● TASK ITEM
Skip the pictures, and retype the data below in full, exactly.

● DATA FOR THE TASK
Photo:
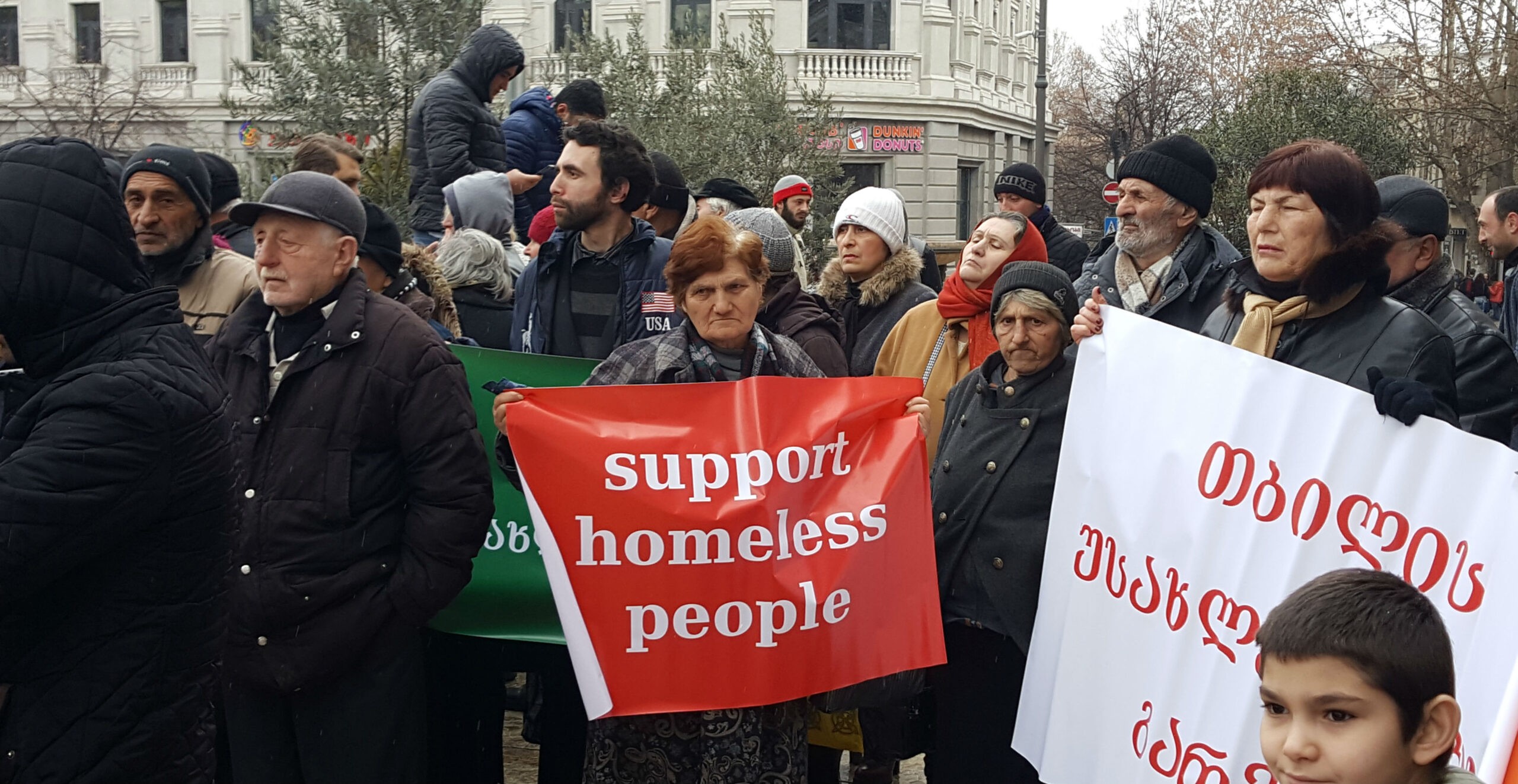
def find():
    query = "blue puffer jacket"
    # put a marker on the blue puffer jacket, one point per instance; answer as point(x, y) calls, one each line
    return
point(532, 143)
point(451, 132)
point(641, 260)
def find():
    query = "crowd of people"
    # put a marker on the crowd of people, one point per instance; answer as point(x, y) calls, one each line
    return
point(240, 469)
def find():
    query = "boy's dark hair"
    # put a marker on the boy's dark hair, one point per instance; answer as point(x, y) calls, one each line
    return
point(1505, 202)
point(319, 153)
point(583, 96)
point(623, 158)
point(1375, 622)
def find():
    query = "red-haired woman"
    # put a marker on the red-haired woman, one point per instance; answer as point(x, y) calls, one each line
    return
point(717, 277)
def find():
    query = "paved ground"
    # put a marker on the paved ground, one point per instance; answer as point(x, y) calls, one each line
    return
point(521, 757)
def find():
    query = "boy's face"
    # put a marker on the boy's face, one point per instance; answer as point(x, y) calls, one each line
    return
point(1324, 724)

● SOLUTION TO THE PROBLEM
Photo:
def find():
    query = "blue puffer jacket"
    # put a marker on the blue puffer jacket, one point per instance; answer as point(x, y) calls, one each line
    return
point(532, 143)
point(451, 132)
point(641, 260)
def find():
    query = "crowd of people"
    # put a marker on the crowd of people, one point per instance; answer as point(x, y) calls, one each line
    return
point(240, 469)
def find():
    query = "boy's dark hair"
    # put a marker on the boy's dark hair, one point per instance; answer as point(x, y) calls, one each line
    return
point(1505, 202)
point(319, 153)
point(583, 96)
point(623, 158)
point(1375, 622)
def find():
    query = "red-haired woman"
    # put a marker on the red-haired woman, one point per instance; answer as point(x, y) calls, one each line
    return
point(717, 277)
def find():
    query = "paved ground"
    # put a marker on the paved ground, one point per instance; answer as point(x, y) calls, one each line
    return
point(521, 757)
def find():
    query = "boy's face"
    # put a marker on the boy's face, one point per instance; answer as point(x, y) calls, one each line
    return
point(1324, 724)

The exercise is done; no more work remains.